Dokumentabschnitt:

----------

Zusammenfassung: Beim Aufenthalt in zeckenreichen
Gebieten (insbesondere in Hochstaudenfluren) schützt eine dicht abschließende
Kleidung vor Zeckenbefall und damit vor der Übertragung der Lyme-Borreliose und
auch vor anderen durch Zecken übertragbaren Erkrankungen. Werden die Zecken
innerhalb von 24 Stunden entfernt, wird eine Übertragung der Borrelien meistens
verhindert. Eine prophylaktische antibiotische Therapie nach Zeckenbiss ist
nicht sinnvoll. Treten Symptome einer Lyme-Borreliose des Stadiums 1 (Erythema
migrans) bzw. 2 (multiple Erytheme, Lymphadenitis benigna cutis) auf, reicht in
der Regel eine orale Therapie mit zweimal 100 mg Doxycyclin/d für 10 Tage aus.
Bei neurologischen Manifestationen (Meningitis, Meningoradikulitis), hierzu
zählen auch die seltenen Augenmanifestationen (Iritis, Chorioretinitis), hat
sich eine i.v. Therapie mit Ceftriaxon oder Penicillin G für mindestens 14 Tage
bewährt. Wegen kleiner Fallzahlen gibt es keine gesicherten Daten zur
Behandlung der Lyme-Karditis. Zurzeit wird ein ähnliches Vorgehen wie bei den
neurologischen Symptomen der Lyme-Borreliose empfohlen. Die chronische
Lyme-Arthritis und die chronische Akrodermatitis atrophicans sind schwierig zu
behandeln. Wahrscheinlich ist eine Therapie mit zweimal 100 mg Doxycyclin/d
oral für 30 Tage sinnvoll. Das Post-Lyme-Borreliose-Syndrom sollte nicht
antibiotisch behandelt werden.
Die Lyme-Borreliose ist den meisten Ärzten in
Deutschland gut bekannt. Trotzdem gibt es immer noch große Unsicherheiten
hinsichtlich Prophylaxe und Therapie dieser Erkrankung. Daher wollen wir zu
Beginn der Zecken-Saison auf gesicherte Erkenntnisse hinweisen.
Die Lyme-Borreliose ist eine durch Zecken (in
Deutschland vorwiegend durch Ixodes ricinus = Holzbock) übertragene Erkrankung
(s. Abb. 1). Der die Krankheit verursachende Erreger ist eine Spirochäte
(Borrelia burgdorferi sensu lato). Die Lyme-Borreliose ist in Europa und in
Nordamerika die häufigste durch Arthropoden (Gliedertiere = Insekten,
Spinnentiere etc.) übertragene Erkrankung. Sie wird in drei Stadien eingeteilt
und beginnt meist mit einer Hautläsion, die sich zentrifugal von der Bissstelle
ausbreitet (Erythema migrans = EM). In den darauf folgenden Wochen können sich
die Erreger in nahezu alle Organe ausbreiten. Bekannte Manifestationen des 2.

----------

Die Datensätze:
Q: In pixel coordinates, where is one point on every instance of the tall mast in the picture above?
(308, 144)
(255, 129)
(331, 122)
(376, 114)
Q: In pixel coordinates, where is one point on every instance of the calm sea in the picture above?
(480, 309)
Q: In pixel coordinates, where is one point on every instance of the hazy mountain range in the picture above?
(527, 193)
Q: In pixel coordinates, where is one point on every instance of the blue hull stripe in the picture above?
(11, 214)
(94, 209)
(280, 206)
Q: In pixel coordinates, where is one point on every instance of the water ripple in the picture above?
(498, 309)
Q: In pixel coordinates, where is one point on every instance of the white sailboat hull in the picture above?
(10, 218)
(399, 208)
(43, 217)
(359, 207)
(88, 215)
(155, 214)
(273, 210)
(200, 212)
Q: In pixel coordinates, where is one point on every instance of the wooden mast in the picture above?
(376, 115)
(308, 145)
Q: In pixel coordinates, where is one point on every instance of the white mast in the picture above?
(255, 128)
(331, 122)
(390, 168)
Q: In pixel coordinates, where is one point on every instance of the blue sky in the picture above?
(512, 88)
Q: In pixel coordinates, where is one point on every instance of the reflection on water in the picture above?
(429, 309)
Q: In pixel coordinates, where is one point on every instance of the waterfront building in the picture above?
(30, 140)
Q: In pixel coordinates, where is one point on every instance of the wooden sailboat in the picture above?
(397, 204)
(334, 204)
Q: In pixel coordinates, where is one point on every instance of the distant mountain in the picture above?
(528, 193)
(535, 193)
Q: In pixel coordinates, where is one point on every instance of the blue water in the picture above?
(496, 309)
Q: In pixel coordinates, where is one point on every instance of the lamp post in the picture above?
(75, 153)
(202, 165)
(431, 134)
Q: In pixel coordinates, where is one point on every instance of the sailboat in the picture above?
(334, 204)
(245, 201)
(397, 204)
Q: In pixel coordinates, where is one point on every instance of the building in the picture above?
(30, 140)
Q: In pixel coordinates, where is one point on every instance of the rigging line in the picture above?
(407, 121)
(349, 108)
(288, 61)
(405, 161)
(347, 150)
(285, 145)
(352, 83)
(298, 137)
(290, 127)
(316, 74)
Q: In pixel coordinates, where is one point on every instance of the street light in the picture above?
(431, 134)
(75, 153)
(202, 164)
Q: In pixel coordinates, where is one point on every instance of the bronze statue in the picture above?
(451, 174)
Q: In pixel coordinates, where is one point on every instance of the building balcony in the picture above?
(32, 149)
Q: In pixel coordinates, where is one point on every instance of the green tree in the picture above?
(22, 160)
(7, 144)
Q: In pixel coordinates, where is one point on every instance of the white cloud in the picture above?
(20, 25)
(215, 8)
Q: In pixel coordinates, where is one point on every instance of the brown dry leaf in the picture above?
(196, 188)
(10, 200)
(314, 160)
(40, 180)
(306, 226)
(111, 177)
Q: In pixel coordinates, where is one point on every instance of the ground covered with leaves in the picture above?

----------

Schreiben Sie aus dem Text zur Lyme-Borreliose die Passage von „Die Lyme-Borreliose ist eine“ bis „Manifestationen des 2.“ wortgetreu ab.

Die Lyme-Borreliose ist eine durch Zecken (in
Deutschland vorwiegend durch Ixodes ricinus = Holzbock) übertragene Erkrankung
(s. Abb. 1). Der die Krankheit verursachende Erreger ist eine Spirochäte
(Borrelia burgdorferi sensu lato). Die Lyme-Borreliose ist in Europa und in
Nordamerika die häufigste durch Arthropoden (Gliedertiere = Insekten,
Spinnentiere etc.) übertragene Erkrankung. Sie wird in drei Stadien eingeteilt
und beginnt meist mit einer Hautläsion, die sich zentrifugal von der Bissstelle
ausbreitet (Erythema migrans = EM). In den darauf folgenden Wochen können sich
die Erreger in nahezu alle Organe ausbreiten. Bekannte Manifestationen des 2.